Extracted records:
* * * *
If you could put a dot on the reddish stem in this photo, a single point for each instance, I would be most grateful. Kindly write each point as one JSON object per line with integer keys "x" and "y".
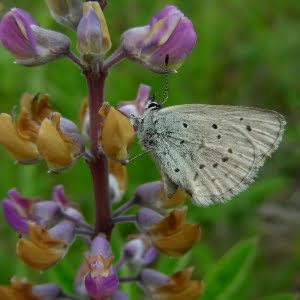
{"x": 98, "y": 166}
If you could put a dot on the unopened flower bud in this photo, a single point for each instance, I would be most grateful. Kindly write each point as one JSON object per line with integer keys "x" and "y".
{"x": 169, "y": 234}
{"x": 93, "y": 39}
{"x": 117, "y": 133}
{"x": 168, "y": 33}
{"x": 30, "y": 44}
{"x": 66, "y": 12}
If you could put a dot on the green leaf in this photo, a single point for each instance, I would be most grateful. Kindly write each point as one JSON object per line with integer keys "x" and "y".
{"x": 228, "y": 275}
{"x": 281, "y": 297}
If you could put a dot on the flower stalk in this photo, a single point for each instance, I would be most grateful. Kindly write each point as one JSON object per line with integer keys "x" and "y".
{"x": 99, "y": 166}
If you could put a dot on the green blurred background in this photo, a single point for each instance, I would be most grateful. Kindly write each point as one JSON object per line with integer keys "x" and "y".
{"x": 248, "y": 53}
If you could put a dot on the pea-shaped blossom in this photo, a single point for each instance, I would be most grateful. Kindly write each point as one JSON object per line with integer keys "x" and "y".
{"x": 44, "y": 248}
{"x": 178, "y": 286}
{"x": 169, "y": 234}
{"x": 101, "y": 281}
{"x": 30, "y": 44}
{"x": 137, "y": 252}
{"x": 93, "y": 39}
{"x": 66, "y": 12}
{"x": 117, "y": 133}
{"x": 168, "y": 33}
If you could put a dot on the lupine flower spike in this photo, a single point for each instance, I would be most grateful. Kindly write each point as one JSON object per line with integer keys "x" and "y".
{"x": 35, "y": 132}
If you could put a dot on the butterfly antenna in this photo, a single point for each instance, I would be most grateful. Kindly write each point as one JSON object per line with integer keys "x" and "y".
{"x": 166, "y": 88}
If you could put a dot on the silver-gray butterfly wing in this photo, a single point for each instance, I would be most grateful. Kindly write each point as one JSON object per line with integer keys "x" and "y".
{"x": 212, "y": 152}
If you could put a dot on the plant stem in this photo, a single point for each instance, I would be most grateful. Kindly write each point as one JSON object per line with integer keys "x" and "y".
{"x": 98, "y": 167}
{"x": 115, "y": 58}
{"x": 129, "y": 279}
{"x": 75, "y": 59}
{"x": 124, "y": 207}
{"x": 130, "y": 218}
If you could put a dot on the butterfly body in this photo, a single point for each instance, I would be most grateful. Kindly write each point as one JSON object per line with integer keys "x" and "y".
{"x": 212, "y": 152}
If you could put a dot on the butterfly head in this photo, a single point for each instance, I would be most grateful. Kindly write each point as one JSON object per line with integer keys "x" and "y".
{"x": 153, "y": 105}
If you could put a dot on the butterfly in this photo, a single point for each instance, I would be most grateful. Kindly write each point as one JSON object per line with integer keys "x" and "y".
{"x": 212, "y": 152}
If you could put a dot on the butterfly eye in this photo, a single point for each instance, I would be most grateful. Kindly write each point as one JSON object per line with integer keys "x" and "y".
{"x": 154, "y": 105}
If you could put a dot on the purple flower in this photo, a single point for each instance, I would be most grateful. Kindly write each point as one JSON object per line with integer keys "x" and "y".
{"x": 93, "y": 39}
{"x": 168, "y": 33}
{"x": 137, "y": 106}
{"x": 19, "y": 211}
{"x": 66, "y": 12}
{"x": 101, "y": 281}
{"x": 30, "y": 44}
{"x": 138, "y": 252}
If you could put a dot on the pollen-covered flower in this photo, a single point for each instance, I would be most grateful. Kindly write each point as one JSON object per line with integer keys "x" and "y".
{"x": 24, "y": 290}
{"x": 137, "y": 106}
{"x": 44, "y": 248}
{"x": 117, "y": 133}
{"x": 169, "y": 234}
{"x": 101, "y": 281}
{"x": 58, "y": 143}
{"x": 93, "y": 39}
{"x": 152, "y": 195}
{"x": 175, "y": 287}
{"x": 66, "y": 12}
{"x": 168, "y": 33}
{"x": 30, "y": 44}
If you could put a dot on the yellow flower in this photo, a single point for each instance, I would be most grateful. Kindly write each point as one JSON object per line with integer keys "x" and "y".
{"x": 180, "y": 286}
{"x": 117, "y": 133}
{"x": 58, "y": 149}
{"x": 172, "y": 236}
{"x": 19, "y": 138}
{"x": 19, "y": 289}
{"x": 41, "y": 251}
{"x": 22, "y": 149}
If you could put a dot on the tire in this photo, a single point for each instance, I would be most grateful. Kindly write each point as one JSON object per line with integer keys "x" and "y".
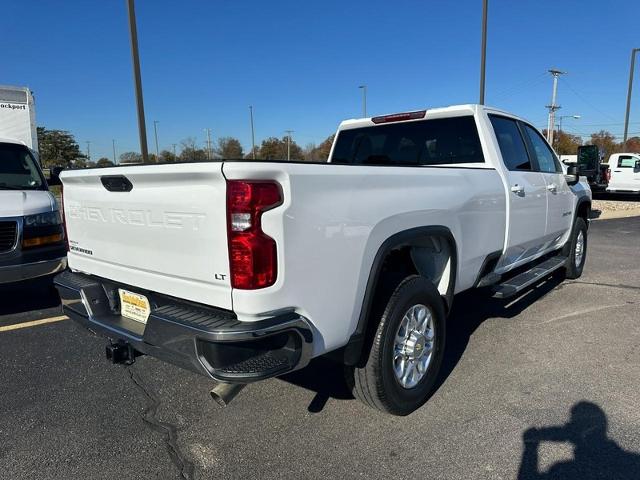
{"x": 577, "y": 251}
{"x": 376, "y": 383}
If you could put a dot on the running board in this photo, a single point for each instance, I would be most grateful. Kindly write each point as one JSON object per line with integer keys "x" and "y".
{"x": 515, "y": 285}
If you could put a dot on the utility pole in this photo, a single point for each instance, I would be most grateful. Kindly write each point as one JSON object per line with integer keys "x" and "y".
{"x": 626, "y": 115}
{"x": 288, "y": 132}
{"x": 135, "y": 58}
{"x": 208, "y": 130}
{"x": 364, "y": 100}
{"x": 155, "y": 133}
{"x": 253, "y": 135}
{"x": 483, "y": 49}
{"x": 553, "y": 107}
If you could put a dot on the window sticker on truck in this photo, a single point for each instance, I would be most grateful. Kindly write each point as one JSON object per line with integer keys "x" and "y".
{"x": 74, "y": 247}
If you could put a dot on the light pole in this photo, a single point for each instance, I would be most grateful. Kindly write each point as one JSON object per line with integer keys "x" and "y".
{"x": 626, "y": 115}
{"x": 155, "y": 133}
{"x": 483, "y": 49}
{"x": 208, "y": 130}
{"x": 576, "y": 117}
{"x": 553, "y": 107}
{"x": 135, "y": 58}
{"x": 288, "y": 132}
{"x": 253, "y": 135}
{"x": 364, "y": 99}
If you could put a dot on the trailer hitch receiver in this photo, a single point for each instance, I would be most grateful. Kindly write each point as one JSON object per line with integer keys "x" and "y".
{"x": 121, "y": 353}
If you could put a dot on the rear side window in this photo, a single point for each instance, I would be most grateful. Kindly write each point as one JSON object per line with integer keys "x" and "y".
{"x": 426, "y": 142}
{"x": 514, "y": 152}
{"x": 627, "y": 161}
{"x": 545, "y": 157}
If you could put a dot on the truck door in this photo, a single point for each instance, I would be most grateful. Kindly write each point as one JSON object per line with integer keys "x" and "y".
{"x": 559, "y": 195}
{"x": 625, "y": 173}
{"x": 526, "y": 195}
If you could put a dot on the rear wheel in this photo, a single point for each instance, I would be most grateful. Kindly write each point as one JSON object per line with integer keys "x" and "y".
{"x": 407, "y": 350}
{"x": 577, "y": 254}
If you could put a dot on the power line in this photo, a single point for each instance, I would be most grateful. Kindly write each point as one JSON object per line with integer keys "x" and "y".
{"x": 586, "y": 101}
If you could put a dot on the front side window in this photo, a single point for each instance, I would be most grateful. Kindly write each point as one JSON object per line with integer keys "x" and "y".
{"x": 545, "y": 157}
{"x": 18, "y": 168}
{"x": 427, "y": 142}
{"x": 514, "y": 152}
{"x": 627, "y": 161}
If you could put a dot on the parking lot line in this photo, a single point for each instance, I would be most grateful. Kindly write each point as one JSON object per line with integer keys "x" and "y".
{"x": 33, "y": 323}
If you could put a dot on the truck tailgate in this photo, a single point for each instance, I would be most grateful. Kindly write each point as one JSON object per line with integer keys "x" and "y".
{"x": 168, "y": 234}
* * * *
• **WORK REQUEST**: Transcribe the lines above exactly, setting aside any picture among them.

• **PROBLEM SOLUTION**:
If you could put a dot on the reddish stem in this photo, a single point for each instance, I would be most grateful. Kindly write each point as one JSON object per line with integer keys "x" and "y".
{"x": 98, "y": 166}
If you could put a dot on the unopened flower bud in this photo, a single point for each instance, I would be most grateful. Kindly write each point as one JSON object per line with integer keys "x" and "y".
{"x": 169, "y": 234}
{"x": 93, "y": 39}
{"x": 117, "y": 133}
{"x": 168, "y": 33}
{"x": 30, "y": 44}
{"x": 66, "y": 12}
If you could put a dot on the green leaf in this photo, a single point for each instance, I would be most grateful. Kindly write each point as one JSON object per line with integer keys "x" and "y".
{"x": 228, "y": 275}
{"x": 281, "y": 297}
If you could put a dot on the flower stalk in this photo, a single point for each instance, I would be most grateful. Kindly write each point as one JSON object per line with integer keys "x" and "y".
{"x": 99, "y": 166}
If you could put a dot on the green blurred background in this photo, a single point for each instance, I would be most grateful. Kindly write each point as one JSON object per line with integer keys "x" and "y".
{"x": 248, "y": 53}
If you could put a dot on the pea-shaped blossom in this photo, a single point for each instance, I would be most grateful. Kindly write each point as one JSON object per line with integer keys "x" and "y".
{"x": 44, "y": 248}
{"x": 178, "y": 286}
{"x": 169, "y": 234}
{"x": 101, "y": 281}
{"x": 30, "y": 44}
{"x": 137, "y": 252}
{"x": 93, "y": 39}
{"x": 66, "y": 12}
{"x": 117, "y": 133}
{"x": 168, "y": 33}
If you could put a dot on the lupine flower spike in this photo, a single point for each instance, I would be most grateful. Kindly write each point as one JSON object per line with integer keys "x" and "y".
{"x": 35, "y": 132}
If you could put a dot on the butterfly antenna in this photo, a single point for each instance, I would be most grateful. Kindly write each point as one JSON object per line with integer keys "x" and "y".
{"x": 166, "y": 88}
If you could put a dot on the silver-gray butterfly wing in this photo, a single point for each instance, I would be most grateful. Kindly write each point as one JSON object per line with integer keys "x" and "y".
{"x": 212, "y": 152}
If you could put a dot on the plant stem in this photo, a single point for each instance, I would be most grateful. Kindly write each point as one JSON object per line with integer keys "x" and "y".
{"x": 98, "y": 167}
{"x": 115, "y": 58}
{"x": 129, "y": 279}
{"x": 75, "y": 59}
{"x": 124, "y": 207}
{"x": 130, "y": 218}
If you could put a dot on the butterfly body in this photo, a single point for each instance, I would be most grateful. Kindly write each point as one JSON object per line with integer keys "x" and "y".
{"x": 212, "y": 152}
If you could put a dot on the butterfly head in this photo, a single point for each instance, I would be most grateful. Kindly write each point as one JSON object per line with integer keys "x" and "y".
{"x": 153, "y": 105}
If you could put a dot on the butterfly in this photo, a single point for each instance, I would be most grateful. Kindly write each point as one JSON object per line with integer keys "x" and "y".
{"x": 212, "y": 152}
If you could put a dot on the butterfly eye in this photo, a single point for each instance, I would be most grateful. Kindly write each point as one JSON object per line with integer keys "x" and "y".
{"x": 154, "y": 105}
If you could put a dot on the purple flower in this photo, a single point for each instance, I would be most grateful. Kindly write each point as one JSON object per line with integer keys "x" and "y".
{"x": 93, "y": 39}
{"x": 168, "y": 33}
{"x": 137, "y": 106}
{"x": 19, "y": 211}
{"x": 66, "y": 12}
{"x": 101, "y": 281}
{"x": 30, "y": 44}
{"x": 138, "y": 252}
If you could put a dot on the pollen-covered flower in this photo, a single point for each instance, I would be most grateful. Kindly write each point as one JSON object per line with integer keys "x" and "y".
{"x": 24, "y": 290}
{"x": 137, "y": 106}
{"x": 44, "y": 248}
{"x": 117, "y": 133}
{"x": 169, "y": 234}
{"x": 101, "y": 281}
{"x": 58, "y": 143}
{"x": 93, "y": 39}
{"x": 152, "y": 195}
{"x": 175, "y": 287}
{"x": 66, "y": 12}
{"x": 168, "y": 33}
{"x": 30, "y": 44}
If you could put a dot on the yellow flower in this photo, a single point for each instance, I would be most grateful. Kindly write each point as one JSON object per line with integer keys "x" and "y".
{"x": 180, "y": 286}
{"x": 117, "y": 133}
{"x": 58, "y": 149}
{"x": 172, "y": 236}
{"x": 19, "y": 138}
{"x": 19, "y": 289}
{"x": 41, "y": 251}
{"x": 22, "y": 149}
If you could put a dot on the tire in this photo, a single point for each instance, I would be most grateful. Kindly write each point as one JSON object per line with integer keys "x" and "y".
{"x": 577, "y": 251}
{"x": 376, "y": 383}
If you could put a dot on the running board in this photo, a single point for each instance, I would be most grateful. Kindly write each point as one JSON object per line with integer keys "x" and "y".
{"x": 515, "y": 285}
If you could put a dot on the utility pole in this photo, a single point for each instance, I would be most grateful. Kindly write each point as one JSON object per line with integer keys "x" and "y".
{"x": 626, "y": 115}
{"x": 288, "y": 132}
{"x": 135, "y": 58}
{"x": 208, "y": 130}
{"x": 364, "y": 100}
{"x": 155, "y": 133}
{"x": 253, "y": 135}
{"x": 483, "y": 49}
{"x": 553, "y": 107}
If you could put a dot on the window sticker on truck in this photo, a single point for each instance, I would be most grateful. Kindly write each point as one JSON object per line with integer keys "x" and "y".
{"x": 74, "y": 247}
If you could put a dot on the light pole in this photo, a single point for each instance, I would be most grateful. Kindly write each point as one JSON object per line with integer keys "x" and "y".
{"x": 626, "y": 115}
{"x": 155, "y": 133}
{"x": 483, "y": 49}
{"x": 208, "y": 130}
{"x": 576, "y": 117}
{"x": 553, "y": 107}
{"x": 135, "y": 58}
{"x": 288, "y": 132}
{"x": 253, "y": 135}
{"x": 364, "y": 99}
If you could put a dot on the trailer hitch receiver in this photo, a single point for each instance, I would be most grateful. Kindly write each point as one JSON object per line with integer keys "x" and "y".
{"x": 121, "y": 353}
If you could put a dot on the rear side window in this photo, a single point for each instance, I would be most grateful. Kindly write each point as one JSON object per line with integer keys "x" and "y".
{"x": 426, "y": 142}
{"x": 514, "y": 152}
{"x": 627, "y": 161}
{"x": 545, "y": 157}
If you could put a dot on the truck door in this photo, a single point for each instance, I would be most grateful. Kindly write each point as one JSON object per line with integer keys "x" and "y".
{"x": 559, "y": 195}
{"x": 625, "y": 173}
{"x": 526, "y": 195}
If you could put a dot on the rear wheel in this photo, a single point for each instance, I would be most grateful. Kindly write each point as one JSON object per line with integer keys "x" and "y".
{"x": 407, "y": 350}
{"x": 577, "y": 254}
If you could put a dot on the power line in this photo, a single point for each instance, I would be most grateful. Kindly write each point as one JSON object per line with integer keys "x" and "y".
{"x": 586, "y": 101}
If you could put a dot on the front side window in this photo, a single point for each instance, I would be most grateful. Kindly write each point as one JSON object per line with integer keys "x" and "y".
{"x": 545, "y": 157}
{"x": 18, "y": 168}
{"x": 427, "y": 142}
{"x": 514, "y": 152}
{"x": 627, "y": 161}
If you could put a dot on the parking lot line in this photo, a single point for each instance, I would be most grateful. Kindly write each point as one JSON object per line with integer keys "x" and "y".
{"x": 33, "y": 323}
If you could put a dot on the truck tailgate in this photo, a single point for each instance, I would be most grateful. Kindly write each point as one JSON object per line with integer keys "x" and "y".
{"x": 168, "y": 234}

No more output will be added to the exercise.